**Requirement:** Reproduce the material below line for line, without changing a single character.

=== Input material ===

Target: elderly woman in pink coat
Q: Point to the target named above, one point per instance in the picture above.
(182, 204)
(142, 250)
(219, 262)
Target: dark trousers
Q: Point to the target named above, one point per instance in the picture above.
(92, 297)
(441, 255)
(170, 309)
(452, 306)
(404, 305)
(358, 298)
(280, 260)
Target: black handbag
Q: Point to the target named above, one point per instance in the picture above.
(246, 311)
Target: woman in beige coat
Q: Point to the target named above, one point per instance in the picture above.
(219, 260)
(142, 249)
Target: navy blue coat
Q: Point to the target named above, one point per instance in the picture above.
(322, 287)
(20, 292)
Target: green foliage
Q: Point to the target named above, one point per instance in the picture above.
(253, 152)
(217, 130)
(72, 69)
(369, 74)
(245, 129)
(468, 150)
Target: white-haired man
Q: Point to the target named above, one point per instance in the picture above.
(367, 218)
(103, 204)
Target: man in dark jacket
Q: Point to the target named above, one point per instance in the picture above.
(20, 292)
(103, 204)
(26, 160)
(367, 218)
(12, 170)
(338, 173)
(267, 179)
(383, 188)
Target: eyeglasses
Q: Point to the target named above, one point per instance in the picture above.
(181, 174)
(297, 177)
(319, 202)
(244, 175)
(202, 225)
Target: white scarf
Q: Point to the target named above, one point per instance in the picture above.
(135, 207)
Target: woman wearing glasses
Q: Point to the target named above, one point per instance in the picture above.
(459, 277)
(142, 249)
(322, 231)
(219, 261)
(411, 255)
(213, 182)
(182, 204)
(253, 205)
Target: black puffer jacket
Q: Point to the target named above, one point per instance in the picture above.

===

**Solution to the problem:**
Target: elderly woman in pink coat
Q: Point to the target named above, one point per instance in the picture above.
(182, 204)
(142, 250)
(219, 262)
Target: dark trousers
Q: Point to the target named above, one point per instance in the picture above.
(92, 297)
(441, 255)
(170, 309)
(452, 306)
(404, 305)
(358, 298)
(280, 260)
Target: black handbag
Q: Point to the target named above, one point per instance in the picture above.
(246, 311)
Target: woman in beige coat
Q: Point to the target named above, one point per instance in the picture above.
(219, 260)
(142, 249)
Target: navy blue coat
Q: Point to the target named above, one point per instance in the picture above.
(322, 287)
(20, 292)
Target: green foliage
Q: Point to the target named above, one point per instance in the picture above.
(253, 152)
(217, 130)
(72, 69)
(369, 74)
(245, 129)
(468, 150)
Target: white-haired man
Q: Point to the target named above, one point per instance in the picture above.
(367, 218)
(103, 204)
Target: man in dark jacket
Q: Point to the target named above, one point per instance in the picture above.
(20, 292)
(103, 204)
(26, 160)
(367, 218)
(12, 170)
(338, 173)
(267, 179)
(383, 188)
Target: eyeglasses
Q: Point to the target named above, one point per instance in the picture above.
(181, 174)
(297, 177)
(319, 202)
(244, 175)
(202, 225)
Target: white scarf
Q: Point to the target named above, one point per instance in the picture above.
(135, 207)
Target: woman wearing glasses
Q: Point to the target named above, one point per instance in the picture above.
(459, 277)
(142, 249)
(322, 231)
(219, 261)
(411, 255)
(213, 182)
(182, 204)
(253, 205)
Target: black puffer jacket
Q: Point to the target named above, one point per instance in the picture above.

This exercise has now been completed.